• _TO BE DONE_:
Reproduce the rows below with every "instance" replaced by "object" and nothing else changed, leaving out the pictures.

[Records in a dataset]
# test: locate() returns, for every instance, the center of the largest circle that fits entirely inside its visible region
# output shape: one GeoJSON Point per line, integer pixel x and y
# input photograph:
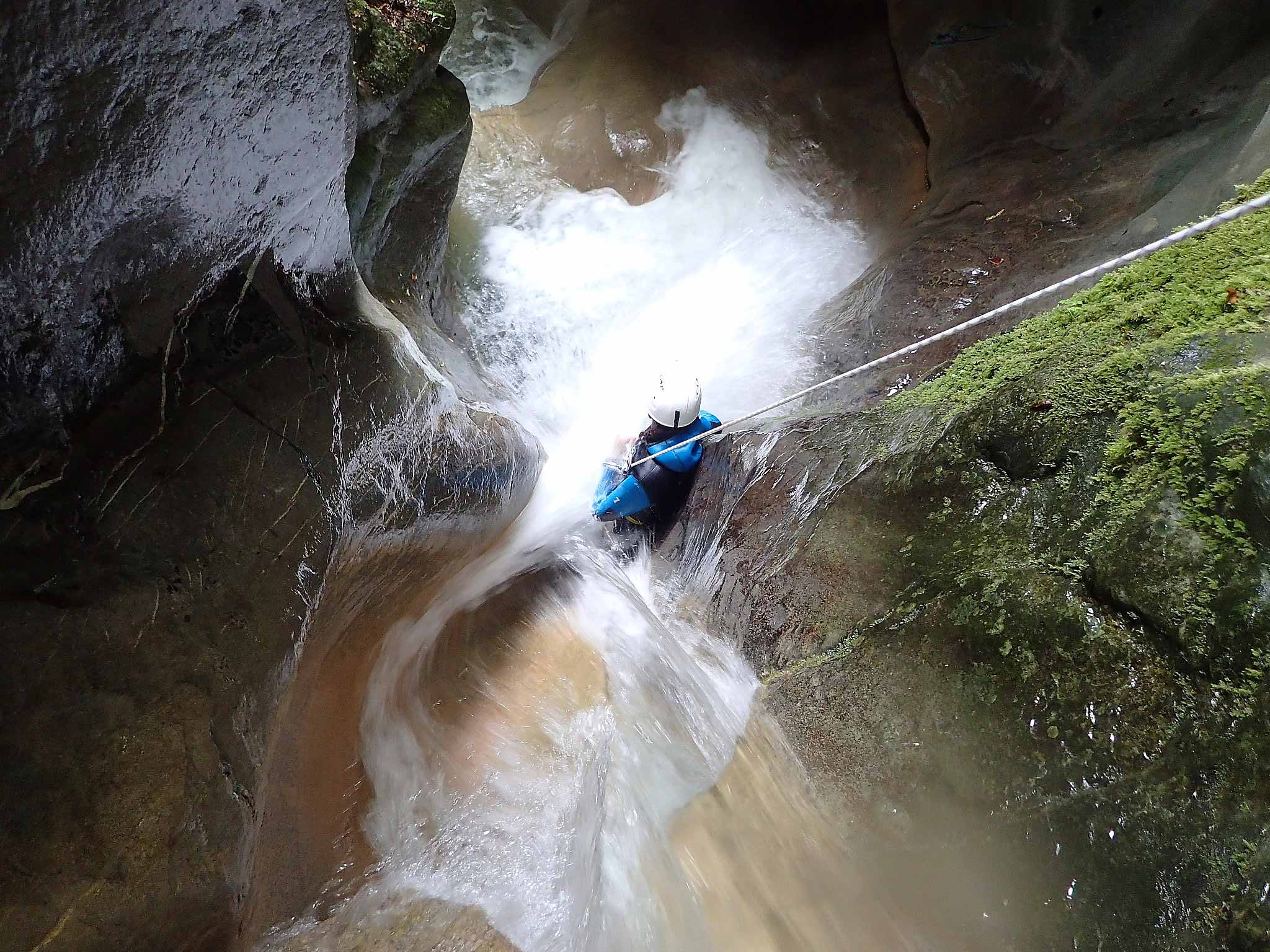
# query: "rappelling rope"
{"type": "Point", "coordinates": [1191, 231]}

• _REPLY_:
# test: locate() returns, for every object, the center of the largest circle that fits entirely inside its visible region
# output shape: one GeoJSON Point per line, integer pixel x and y
# input photograph:
# query: "rappelling rope"
{"type": "Point", "coordinates": [1191, 231]}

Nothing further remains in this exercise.